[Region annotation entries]
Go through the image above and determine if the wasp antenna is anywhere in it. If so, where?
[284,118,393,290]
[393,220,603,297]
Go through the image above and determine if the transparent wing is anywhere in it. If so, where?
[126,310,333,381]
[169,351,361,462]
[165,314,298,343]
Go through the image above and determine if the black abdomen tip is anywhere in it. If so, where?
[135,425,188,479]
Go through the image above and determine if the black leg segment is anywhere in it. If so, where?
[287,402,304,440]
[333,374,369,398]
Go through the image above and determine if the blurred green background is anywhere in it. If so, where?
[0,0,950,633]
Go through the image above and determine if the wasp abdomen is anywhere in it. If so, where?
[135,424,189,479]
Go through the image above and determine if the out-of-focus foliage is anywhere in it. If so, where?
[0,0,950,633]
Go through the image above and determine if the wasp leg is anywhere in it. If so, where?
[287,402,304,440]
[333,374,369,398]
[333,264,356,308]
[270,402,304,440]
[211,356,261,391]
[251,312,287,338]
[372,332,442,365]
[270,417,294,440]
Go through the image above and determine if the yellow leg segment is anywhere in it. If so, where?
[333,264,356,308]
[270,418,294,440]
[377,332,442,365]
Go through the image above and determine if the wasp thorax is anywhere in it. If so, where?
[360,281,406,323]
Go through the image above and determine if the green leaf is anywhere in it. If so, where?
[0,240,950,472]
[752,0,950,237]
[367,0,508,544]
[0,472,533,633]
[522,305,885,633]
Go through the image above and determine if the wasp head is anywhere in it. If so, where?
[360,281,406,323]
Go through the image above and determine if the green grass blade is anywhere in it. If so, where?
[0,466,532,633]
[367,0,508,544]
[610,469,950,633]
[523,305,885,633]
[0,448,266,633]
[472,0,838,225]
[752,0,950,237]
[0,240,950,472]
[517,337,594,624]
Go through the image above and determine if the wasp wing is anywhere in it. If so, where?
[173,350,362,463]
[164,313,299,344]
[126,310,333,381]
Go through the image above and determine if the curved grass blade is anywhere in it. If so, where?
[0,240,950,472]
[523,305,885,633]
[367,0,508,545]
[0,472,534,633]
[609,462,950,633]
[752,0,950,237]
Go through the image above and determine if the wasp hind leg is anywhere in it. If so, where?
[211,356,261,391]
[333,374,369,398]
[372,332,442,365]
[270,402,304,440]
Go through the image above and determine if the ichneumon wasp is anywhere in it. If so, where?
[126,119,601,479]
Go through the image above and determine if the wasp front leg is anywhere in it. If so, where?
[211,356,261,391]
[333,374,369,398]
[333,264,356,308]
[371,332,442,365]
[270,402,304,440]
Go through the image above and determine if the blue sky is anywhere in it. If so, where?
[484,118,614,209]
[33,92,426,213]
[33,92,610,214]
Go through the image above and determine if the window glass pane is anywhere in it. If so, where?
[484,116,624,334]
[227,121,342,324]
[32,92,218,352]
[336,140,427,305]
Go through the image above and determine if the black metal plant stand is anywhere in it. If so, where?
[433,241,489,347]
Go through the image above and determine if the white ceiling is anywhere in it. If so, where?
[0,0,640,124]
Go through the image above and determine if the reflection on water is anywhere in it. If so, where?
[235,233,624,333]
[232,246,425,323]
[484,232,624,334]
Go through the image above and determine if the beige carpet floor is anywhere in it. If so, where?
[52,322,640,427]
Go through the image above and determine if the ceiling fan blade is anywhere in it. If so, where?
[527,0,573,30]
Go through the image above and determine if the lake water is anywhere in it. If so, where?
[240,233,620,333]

What is expected:
Render every line of the records above as a Markdown table with the columns No. and Line, numbering the rows in order and skipping blank lines.

Solution for this problem:
| No. | Line |
|---|---|
| 1 | Go through the image above and determine if the wasp antenna is anywhere in it. If so, where? |
| 2 | [284,118,393,290] |
| 3 | [393,220,603,297] |
| 4 | Go through the image above and determine if the transparent wing is anywhere in it. If so, where? |
| 5 | [126,310,333,381] |
| 6 | [169,351,361,462] |
| 7 | [165,314,298,343] |
| 8 | Go through the image above and determine if the black abdomen tip is anywhere in it. If so, where? |
| 9 | [135,425,188,479] |
| 10 | Go through the image above and determine if the black leg segment is anywhere in it. If so, where? |
| 11 | [287,402,304,440] |
| 12 | [333,374,369,398] |
| 13 | Go through the image above and determine if the blurred green background is anywhere in it. If so, where? |
| 14 | [0,0,950,633] |
| 15 | Go through the image above and determine if the wasp abdomen is anywhere in it. If so, where? |
| 16 | [135,424,189,479] |
| 17 | Go through the image above and determine if the out-of-focus foliage is anywhere in it. If so, where? |
| 18 | [0,0,950,633] |
| 19 | Go through the image above and determine if the wasp leg is anywhere in it. If so, where? |
| 20 | [287,402,304,440] |
| 21 | [333,374,369,398] |
| 22 | [333,264,356,308] |
| 23 | [270,402,304,440] |
| 24 | [211,356,261,391] |
| 25 | [251,312,287,338] |
| 26 | [372,332,442,365] |
| 27 | [270,417,294,440] |
| 28 | Go through the image above and determine if the yellow leg segment is anywhere in it. If so, where? |
| 29 | [333,264,356,308] |
| 30 | [270,418,294,440] |
| 31 | [377,332,442,365] |
| 32 | Go through the image above and determine if the wasp thorax is anywhere in it. If so, where? |
| 33 | [360,281,406,323] |
| 34 | Go through the image above and determine if the green leaf is anywhere in it. If so, where? |
| 35 | [0,240,950,472] |
| 36 | [752,0,950,237] |
| 37 | [367,0,508,544] |
| 38 | [0,472,533,633] |
| 39 | [522,305,885,633] |
| 40 | Go through the image above and determine if the wasp head is anywhere in it. If so, where? |
| 41 | [360,281,406,323] |
| 42 | Go through the image above and determine if the green grass blade is anywhere in it. If so, where? |
| 43 | [0,466,532,633] |
| 44 | [367,0,508,544] |
| 45 | [610,469,950,633] |
| 46 | [523,305,885,633] |
| 47 | [0,448,266,633] |
| 48 | [472,0,838,225] |
| 49 | [752,0,950,237] |
| 50 | [0,240,950,472] |
| 51 | [517,337,594,624] |
| 52 | Go through the image above and determine if the wasp wing is anywhere in it. If so, where? |
| 53 | [173,350,362,463] |
| 54 | [164,313,299,344] |
| 55 | [126,310,333,381] |
| 56 | Go through the image above and determine if the curved grass blade is anywhere in it. If so, where? |
| 57 | [0,240,950,472] |
| 58 | [523,305,885,633] |
| 59 | [367,0,508,545] |
| 60 | [0,472,534,633] |
| 61 | [609,462,950,633] |
| 62 | [752,0,950,237] |
| 63 | Go through the image above and determine if the wasp hind leg is anywhere in it. If so, where? |
| 64 | [211,356,261,391] |
| 65 | [333,374,369,398] |
| 66 | [372,332,442,365] |
| 67 | [270,402,304,440] |
| 68 | Go through the image above and determine if the ichneumon wasp is anywhere in it. If so, where? |
| 69 | [126,119,601,479] |
| 70 | Go through the image above and determine if the wasp front leg is anywhere in it. If so, where? |
| 71 | [211,356,261,391] |
| 72 | [333,374,369,398] |
| 73 | [333,264,356,308] |
| 74 | [371,332,442,365] |
| 75 | [270,402,304,440] |
| 76 | Go through the image above and determine if the blue sky is anywhere in it. If so, where? |
| 77 | [484,118,614,209] |
| 78 | [33,92,426,213] |
| 79 | [33,92,610,214] |
| 80 | Go through the image above and determine if the window glass pane is anywhere in it. If so, where? |
| 81 | [484,116,624,334] |
| 82 | [227,121,342,324] |
| 83 | [32,92,218,352] |
| 84 | [336,140,427,305] |
| 85 | Go through the image above and determine if the black metal plant stand is anywhere in it. If so, where? |
| 86 | [433,241,489,347] |
| 87 | Go through the image above and determine if the white ceiling is anywhere in it. If so, where? |
| 88 | [0,0,640,124] |
| 89 | Go through the image above and determine if the reflection on water is anywhere in it. If so, where? |
| 90 | [235,233,624,333] |
| 91 | [232,246,425,323] |
| 92 | [484,232,624,334] |
| 93 | Go through the image above and determine if the beige carpet floor is anywhere in it. If so, where? |
| 94 | [52,322,640,427] |
| 95 | Go through the image above and determine if the ceiling fan blade is anywhere in it. If so, where? |
| 96 | [527,0,573,30] |
| 97 | Go through the image above and determine if the lake water is anywhere in it. If so, where? |
| 98 | [240,233,620,333] |